What you are asked to do
In the lines below, change each "white rose" to "pink rose" and keep everything else the same.

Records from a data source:
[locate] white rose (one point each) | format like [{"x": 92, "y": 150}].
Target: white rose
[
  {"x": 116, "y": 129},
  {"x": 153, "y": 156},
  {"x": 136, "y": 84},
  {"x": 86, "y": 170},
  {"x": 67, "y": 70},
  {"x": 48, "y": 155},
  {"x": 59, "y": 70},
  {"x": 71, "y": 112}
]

Response below
[locate] pink rose (one point each) | format like [{"x": 92, "y": 150}].
Target: pink rose
[
  {"x": 116, "y": 129},
  {"x": 153, "y": 156},
  {"x": 136, "y": 84},
  {"x": 86, "y": 170},
  {"x": 67, "y": 70},
  {"x": 48, "y": 155},
  {"x": 59, "y": 70},
  {"x": 71, "y": 112}
]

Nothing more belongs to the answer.